[Stated goal] In the data below, rename "side mirror" to "wing mirror" in everything from the line containing "[segment] car roof;" down to the line containing "[[[442,0],[0,0],[0,81],[135,82],[442,52]]]", and return only those lines with all else unchanged.

Dataset records
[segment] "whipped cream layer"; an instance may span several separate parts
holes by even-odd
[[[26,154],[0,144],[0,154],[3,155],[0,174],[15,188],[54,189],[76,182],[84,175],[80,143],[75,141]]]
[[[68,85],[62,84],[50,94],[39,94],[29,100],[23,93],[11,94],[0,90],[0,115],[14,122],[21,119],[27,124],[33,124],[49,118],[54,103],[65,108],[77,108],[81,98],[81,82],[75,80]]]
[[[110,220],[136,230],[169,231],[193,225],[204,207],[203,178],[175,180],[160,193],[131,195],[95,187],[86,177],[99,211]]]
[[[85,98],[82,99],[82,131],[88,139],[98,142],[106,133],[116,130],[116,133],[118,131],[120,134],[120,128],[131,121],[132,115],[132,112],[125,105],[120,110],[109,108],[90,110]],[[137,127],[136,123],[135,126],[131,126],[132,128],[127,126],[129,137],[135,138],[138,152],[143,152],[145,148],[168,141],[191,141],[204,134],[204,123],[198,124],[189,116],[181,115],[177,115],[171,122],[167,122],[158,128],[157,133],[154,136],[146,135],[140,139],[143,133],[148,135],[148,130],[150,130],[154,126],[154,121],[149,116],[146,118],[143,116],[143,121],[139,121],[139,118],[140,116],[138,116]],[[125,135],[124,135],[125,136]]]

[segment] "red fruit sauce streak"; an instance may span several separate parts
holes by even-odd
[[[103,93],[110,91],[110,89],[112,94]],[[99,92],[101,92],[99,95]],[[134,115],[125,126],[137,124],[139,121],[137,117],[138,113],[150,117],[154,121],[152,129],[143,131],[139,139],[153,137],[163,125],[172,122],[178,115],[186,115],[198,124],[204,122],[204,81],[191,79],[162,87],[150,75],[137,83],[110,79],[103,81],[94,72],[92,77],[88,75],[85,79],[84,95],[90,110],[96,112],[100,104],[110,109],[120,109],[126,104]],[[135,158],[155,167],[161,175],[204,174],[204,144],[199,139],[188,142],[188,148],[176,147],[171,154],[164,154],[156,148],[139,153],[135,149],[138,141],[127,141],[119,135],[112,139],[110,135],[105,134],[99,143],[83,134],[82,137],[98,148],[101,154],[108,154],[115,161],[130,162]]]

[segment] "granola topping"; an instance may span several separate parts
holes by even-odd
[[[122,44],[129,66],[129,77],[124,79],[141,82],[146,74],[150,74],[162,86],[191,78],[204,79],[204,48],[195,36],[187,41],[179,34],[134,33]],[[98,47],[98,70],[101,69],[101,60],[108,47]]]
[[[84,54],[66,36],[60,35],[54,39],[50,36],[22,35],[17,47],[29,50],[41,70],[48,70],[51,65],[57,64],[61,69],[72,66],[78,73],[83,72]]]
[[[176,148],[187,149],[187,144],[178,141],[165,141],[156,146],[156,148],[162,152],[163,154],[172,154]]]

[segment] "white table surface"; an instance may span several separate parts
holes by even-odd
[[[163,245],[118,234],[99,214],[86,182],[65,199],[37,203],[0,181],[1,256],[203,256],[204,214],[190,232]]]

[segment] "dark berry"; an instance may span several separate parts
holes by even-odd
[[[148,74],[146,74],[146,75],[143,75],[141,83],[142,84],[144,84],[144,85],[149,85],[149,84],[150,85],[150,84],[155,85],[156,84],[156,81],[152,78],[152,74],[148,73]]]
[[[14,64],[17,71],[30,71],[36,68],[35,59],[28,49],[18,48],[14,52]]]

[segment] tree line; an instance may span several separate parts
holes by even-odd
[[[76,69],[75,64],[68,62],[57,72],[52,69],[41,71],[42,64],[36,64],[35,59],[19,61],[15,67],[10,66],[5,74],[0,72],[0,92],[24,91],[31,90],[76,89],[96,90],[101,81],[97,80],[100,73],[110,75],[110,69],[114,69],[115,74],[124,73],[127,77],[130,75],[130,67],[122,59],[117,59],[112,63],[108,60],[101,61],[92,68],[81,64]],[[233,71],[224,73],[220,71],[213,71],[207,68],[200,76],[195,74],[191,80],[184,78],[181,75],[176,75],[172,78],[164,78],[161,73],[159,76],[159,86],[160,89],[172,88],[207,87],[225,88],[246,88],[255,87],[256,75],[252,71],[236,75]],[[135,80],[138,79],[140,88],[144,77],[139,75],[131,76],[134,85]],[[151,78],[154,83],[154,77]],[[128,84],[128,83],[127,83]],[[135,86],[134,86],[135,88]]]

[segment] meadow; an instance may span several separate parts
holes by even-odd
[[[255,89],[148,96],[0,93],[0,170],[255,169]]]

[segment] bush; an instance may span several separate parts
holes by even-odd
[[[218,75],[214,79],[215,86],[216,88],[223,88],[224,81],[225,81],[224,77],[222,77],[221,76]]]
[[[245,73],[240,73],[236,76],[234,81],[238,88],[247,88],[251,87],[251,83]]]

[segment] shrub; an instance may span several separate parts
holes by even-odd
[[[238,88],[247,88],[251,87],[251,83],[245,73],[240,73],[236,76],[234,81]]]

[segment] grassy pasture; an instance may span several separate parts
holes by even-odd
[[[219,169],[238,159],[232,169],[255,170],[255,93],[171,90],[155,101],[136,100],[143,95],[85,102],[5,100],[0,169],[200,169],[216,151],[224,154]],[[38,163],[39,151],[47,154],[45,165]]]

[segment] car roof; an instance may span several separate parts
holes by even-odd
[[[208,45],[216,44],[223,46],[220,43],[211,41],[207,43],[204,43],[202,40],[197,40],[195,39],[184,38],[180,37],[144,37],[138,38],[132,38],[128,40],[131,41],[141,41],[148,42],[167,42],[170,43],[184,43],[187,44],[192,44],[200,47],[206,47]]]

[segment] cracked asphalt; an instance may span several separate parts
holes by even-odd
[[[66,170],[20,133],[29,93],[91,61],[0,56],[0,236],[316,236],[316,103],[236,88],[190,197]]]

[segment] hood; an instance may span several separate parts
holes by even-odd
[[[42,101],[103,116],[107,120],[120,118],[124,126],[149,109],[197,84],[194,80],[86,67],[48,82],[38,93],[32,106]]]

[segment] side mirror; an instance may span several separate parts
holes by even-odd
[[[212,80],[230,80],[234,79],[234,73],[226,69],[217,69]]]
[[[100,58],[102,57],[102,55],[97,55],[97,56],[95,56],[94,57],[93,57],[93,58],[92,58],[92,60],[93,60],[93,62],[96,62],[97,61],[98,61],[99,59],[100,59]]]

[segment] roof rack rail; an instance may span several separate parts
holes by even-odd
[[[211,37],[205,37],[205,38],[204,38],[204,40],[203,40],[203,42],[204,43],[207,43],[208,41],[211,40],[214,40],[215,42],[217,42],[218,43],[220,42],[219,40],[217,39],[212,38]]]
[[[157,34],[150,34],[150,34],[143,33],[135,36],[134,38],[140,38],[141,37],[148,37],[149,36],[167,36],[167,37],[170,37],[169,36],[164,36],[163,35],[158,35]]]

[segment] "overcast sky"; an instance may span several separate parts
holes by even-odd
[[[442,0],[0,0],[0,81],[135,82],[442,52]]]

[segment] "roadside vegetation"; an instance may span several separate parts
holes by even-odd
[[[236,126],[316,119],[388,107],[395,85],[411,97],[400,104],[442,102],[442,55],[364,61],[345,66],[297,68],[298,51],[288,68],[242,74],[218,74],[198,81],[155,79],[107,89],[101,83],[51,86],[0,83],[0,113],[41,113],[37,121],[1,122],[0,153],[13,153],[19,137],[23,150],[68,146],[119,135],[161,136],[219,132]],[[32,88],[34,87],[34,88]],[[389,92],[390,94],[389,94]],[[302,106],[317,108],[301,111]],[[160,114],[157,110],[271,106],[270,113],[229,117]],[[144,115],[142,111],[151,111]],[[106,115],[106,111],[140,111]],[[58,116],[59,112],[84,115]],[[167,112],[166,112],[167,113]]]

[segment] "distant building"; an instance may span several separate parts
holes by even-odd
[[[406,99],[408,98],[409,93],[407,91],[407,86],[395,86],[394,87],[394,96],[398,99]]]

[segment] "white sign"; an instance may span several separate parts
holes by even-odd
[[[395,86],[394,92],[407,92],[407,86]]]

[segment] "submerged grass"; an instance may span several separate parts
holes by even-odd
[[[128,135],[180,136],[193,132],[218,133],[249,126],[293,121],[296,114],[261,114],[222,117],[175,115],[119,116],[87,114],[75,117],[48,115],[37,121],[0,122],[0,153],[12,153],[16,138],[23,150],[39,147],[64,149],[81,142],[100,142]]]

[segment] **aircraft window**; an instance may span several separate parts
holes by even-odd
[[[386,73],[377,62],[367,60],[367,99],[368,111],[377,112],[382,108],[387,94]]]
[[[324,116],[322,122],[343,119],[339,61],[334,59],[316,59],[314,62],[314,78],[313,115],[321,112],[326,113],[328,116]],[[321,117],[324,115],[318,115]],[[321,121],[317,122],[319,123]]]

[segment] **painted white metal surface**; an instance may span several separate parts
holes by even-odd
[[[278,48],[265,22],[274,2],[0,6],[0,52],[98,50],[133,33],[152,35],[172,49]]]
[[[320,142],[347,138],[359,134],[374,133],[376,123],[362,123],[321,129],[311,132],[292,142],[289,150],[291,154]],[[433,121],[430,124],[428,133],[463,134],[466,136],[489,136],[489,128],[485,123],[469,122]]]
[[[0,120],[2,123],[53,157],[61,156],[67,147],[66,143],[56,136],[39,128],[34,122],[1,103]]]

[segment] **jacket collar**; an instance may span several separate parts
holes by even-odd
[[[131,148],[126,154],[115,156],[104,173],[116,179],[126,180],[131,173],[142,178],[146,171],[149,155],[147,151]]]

[Solved exercise]
[segment] car roof; an instance may span several separate parts
holes by even-odd
[[[208,45],[216,44],[223,46],[220,43],[211,41],[207,43],[204,43],[202,40],[197,40],[195,39],[184,38],[180,37],[144,37],[138,38],[132,38],[128,40],[131,41],[141,41],[148,42],[167,42],[170,43],[184,43],[187,44],[192,44],[200,47],[206,47]]]

[segment] cracked asphalt; an instance may span several separate parts
holes by even-odd
[[[66,170],[20,133],[29,93],[91,61],[0,56],[0,236],[316,236],[316,103],[236,88],[190,197]]]

[segment] hood; an instance may span several separate parts
holes by even-odd
[[[42,101],[103,116],[107,120],[120,118],[124,126],[149,109],[197,84],[194,80],[86,67],[48,82],[38,93],[32,106]]]

[segment] wing mirror; an instance may span several separate parts
holes by even-odd
[[[212,80],[230,80],[234,79],[234,73],[226,69],[217,69]]]
[[[100,58],[102,57],[102,55],[97,55],[97,56],[95,56],[94,57],[93,57],[93,58],[92,58],[92,60],[93,60],[93,62],[96,62],[97,61],[98,61],[99,59],[100,59]]]

[segment] roof rack rail; an instance may span several separate parts
holes by even-odd
[[[211,37],[205,37],[205,38],[204,38],[204,40],[203,40],[203,42],[204,43],[207,43],[208,41],[211,40],[214,40],[215,42],[217,42],[218,43],[220,42],[219,40],[217,39],[212,38]]]
[[[157,34],[150,34],[150,34],[143,33],[135,36],[134,38],[140,38],[141,37],[148,37],[149,36],[167,36],[167,37],[170,37],[169,36],[164,36],[163,35],[158,35]]]

[segment] "overcast sky"; an instance may span several separate parts
holes by even-odd
[[[442,0],[0,0],[0,81],[135,82],[442,52]]]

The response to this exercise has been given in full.